#### Study text
○ ○ ○ ○ ○ ○ ○
Producers should also talk to their vet about liver fluke. “Many producers know if this is a problem on their unit and in their herd. But it’s much more widespread today and not just confined to the wetter areas of the UK.” Like gut worm, testing a bulk milk sample for antibodies can determine whether cows have been exposed to this parasite, and inform treatment decisions and protocols. “Treatment often takes place at drying off because there are no anthelmintics available that offer zero-milk-withhold. So test and monitor your herd and, working with your vet, decide on a treatment protocol for liver fluke and add it to your wider parasite control plans,” add Ms Timothy.
Controlling liver fluke in young stock begins with getting to grips with farm status and, again, testing and talking to your vet or SQP. “We’re looking to prevent growth checks associated with subclinical disease and, where infection is present, treatment at housing is recommended. It’s also important to put steps in place, such as follow up diagnostic testing, to ensure cattle are turned out free of a fluke burden because it breaks the liver fluke’s life cycle.
“Blood testing can be used to assess whether young stock have been exposed, and faecal sampling can determine whether cattle are carrying an adult liver fluke burden. But speak to your vet about an appropriate testing strategy.”
Controlling liver fluke in young cattle can reap significant rewards in young stock and milking cows. The growth reductions associated with a liver fluke challenge are estimated to delay puberty by 25 days and decrease first-lactation milk yields by 159kg.
○ ○ ○ ○ ○ ○ ○
#### Supplied material
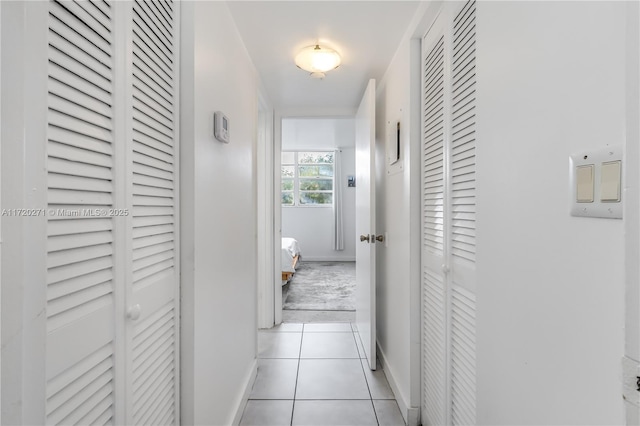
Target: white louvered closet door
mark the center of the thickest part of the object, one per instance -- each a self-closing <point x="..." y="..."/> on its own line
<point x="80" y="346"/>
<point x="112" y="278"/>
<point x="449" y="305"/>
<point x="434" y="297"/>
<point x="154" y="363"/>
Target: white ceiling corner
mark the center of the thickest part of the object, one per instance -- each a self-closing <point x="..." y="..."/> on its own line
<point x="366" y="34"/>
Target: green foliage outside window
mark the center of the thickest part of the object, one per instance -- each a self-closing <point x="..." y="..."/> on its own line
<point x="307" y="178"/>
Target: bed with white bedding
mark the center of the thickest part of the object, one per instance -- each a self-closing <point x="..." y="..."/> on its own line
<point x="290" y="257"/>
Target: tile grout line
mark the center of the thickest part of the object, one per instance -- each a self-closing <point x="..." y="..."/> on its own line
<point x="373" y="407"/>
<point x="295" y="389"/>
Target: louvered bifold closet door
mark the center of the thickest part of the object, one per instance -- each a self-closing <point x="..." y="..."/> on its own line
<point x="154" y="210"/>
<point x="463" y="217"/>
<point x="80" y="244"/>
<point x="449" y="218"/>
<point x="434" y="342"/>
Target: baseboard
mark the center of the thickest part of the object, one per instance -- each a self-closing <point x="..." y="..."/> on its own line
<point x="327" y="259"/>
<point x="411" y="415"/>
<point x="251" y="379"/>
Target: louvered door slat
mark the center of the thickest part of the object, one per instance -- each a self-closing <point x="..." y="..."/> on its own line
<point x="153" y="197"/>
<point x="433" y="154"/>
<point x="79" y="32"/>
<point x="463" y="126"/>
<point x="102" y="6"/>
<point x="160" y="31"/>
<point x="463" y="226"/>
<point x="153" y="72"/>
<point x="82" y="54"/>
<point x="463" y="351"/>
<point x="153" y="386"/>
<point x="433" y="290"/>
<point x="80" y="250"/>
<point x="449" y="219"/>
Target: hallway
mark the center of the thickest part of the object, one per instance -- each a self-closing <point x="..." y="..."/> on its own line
○ ○ ○ ○ ○ ○ ○
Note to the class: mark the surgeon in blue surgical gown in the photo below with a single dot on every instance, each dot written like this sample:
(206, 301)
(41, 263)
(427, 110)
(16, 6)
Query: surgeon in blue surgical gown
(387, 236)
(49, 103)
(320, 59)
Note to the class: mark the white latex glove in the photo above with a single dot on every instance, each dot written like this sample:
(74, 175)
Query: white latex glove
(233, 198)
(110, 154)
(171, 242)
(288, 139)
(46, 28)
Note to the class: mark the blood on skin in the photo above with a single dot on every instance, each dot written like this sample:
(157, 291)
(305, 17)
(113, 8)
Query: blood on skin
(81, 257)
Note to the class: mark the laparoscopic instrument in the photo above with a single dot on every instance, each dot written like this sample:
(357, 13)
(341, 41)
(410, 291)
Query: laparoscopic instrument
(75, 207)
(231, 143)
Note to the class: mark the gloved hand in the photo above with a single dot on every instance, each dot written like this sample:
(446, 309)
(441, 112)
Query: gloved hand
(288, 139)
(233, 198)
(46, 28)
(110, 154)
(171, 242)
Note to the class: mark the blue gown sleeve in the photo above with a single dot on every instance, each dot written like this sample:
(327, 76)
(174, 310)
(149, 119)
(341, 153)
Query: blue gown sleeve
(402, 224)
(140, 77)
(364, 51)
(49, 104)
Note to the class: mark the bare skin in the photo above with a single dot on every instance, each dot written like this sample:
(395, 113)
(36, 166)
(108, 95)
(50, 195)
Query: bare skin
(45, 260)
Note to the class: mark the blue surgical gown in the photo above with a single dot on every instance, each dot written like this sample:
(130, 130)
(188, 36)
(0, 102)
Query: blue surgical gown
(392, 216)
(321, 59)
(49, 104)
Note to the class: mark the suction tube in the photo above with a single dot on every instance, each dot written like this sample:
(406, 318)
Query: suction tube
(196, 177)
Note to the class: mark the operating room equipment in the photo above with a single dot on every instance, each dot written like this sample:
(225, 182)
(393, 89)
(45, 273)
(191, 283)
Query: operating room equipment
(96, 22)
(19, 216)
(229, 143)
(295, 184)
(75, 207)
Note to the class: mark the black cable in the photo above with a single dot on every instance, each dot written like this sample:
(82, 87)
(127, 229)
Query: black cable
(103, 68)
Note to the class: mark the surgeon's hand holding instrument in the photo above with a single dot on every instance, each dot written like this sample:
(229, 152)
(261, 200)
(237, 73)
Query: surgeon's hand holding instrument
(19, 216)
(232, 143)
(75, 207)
○ ○ ○ ○ ○ ○ ○
#### Your instructions
In the text on liver fluke, by how many days are the growth reductions from a liver fluke challenge estimated to delay puberty?

#### Exercise response
25 days.